[[ Input data open ]]

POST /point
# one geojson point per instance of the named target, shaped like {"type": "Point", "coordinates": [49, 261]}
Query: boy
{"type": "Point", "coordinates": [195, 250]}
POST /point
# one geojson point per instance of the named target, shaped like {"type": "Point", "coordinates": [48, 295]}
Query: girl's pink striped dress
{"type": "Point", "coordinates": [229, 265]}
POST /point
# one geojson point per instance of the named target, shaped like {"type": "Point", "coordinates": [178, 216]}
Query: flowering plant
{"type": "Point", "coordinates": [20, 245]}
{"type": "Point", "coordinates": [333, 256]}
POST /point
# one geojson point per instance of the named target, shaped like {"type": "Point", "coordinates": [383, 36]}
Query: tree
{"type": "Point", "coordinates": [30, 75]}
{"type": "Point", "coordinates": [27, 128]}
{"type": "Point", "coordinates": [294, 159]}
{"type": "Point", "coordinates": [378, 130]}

[[ Input data closed ]]

What you have to do
If a line of the data contains "target", copy it out.

Problem solution
# one geojson point per instance of the named target, shaped like {"type": "Point", "coordinates": [49, 261]}
# one geojson point per instance of the named target, shaped like {"type": "Point", "coordinates": [48, 295]}
# one geojson point per instance of the named target, shaped like {"type": "Point", "coordinates": [178, 216]}
# one geojson point per instance of the named target, shaped like {"type": "Point", "coordinates": [383, 36]}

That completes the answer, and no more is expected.